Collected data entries
*** Begin section ***

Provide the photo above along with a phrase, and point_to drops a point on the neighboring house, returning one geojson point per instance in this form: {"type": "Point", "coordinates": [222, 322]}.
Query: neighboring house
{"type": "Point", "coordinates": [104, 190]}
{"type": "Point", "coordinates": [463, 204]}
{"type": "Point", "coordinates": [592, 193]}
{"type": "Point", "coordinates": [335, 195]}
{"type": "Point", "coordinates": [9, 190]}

*** End section ***

▶ PROBLEM REQUIREMENTS
All of the records above should be transcribed exactly.

▶ RESULT OF THIS TASK
Provide the photo above along with a phrase, and point_to drops a point on the neighboring house, returning one geojson point per instance in this form: {"type": "Point", "coordinates": [222, 322]}.
Query: neighboring house
{"type": "Point", "coordinates": [104, 190]}
{"type": "Point", "coordinates": [463, 204]}
{"type": "Point", "coordinates": [592, 193]}
{"type": "Point", "coordinates": [335, 195]}
{"type": "Point", "coordinates": [9, 190]}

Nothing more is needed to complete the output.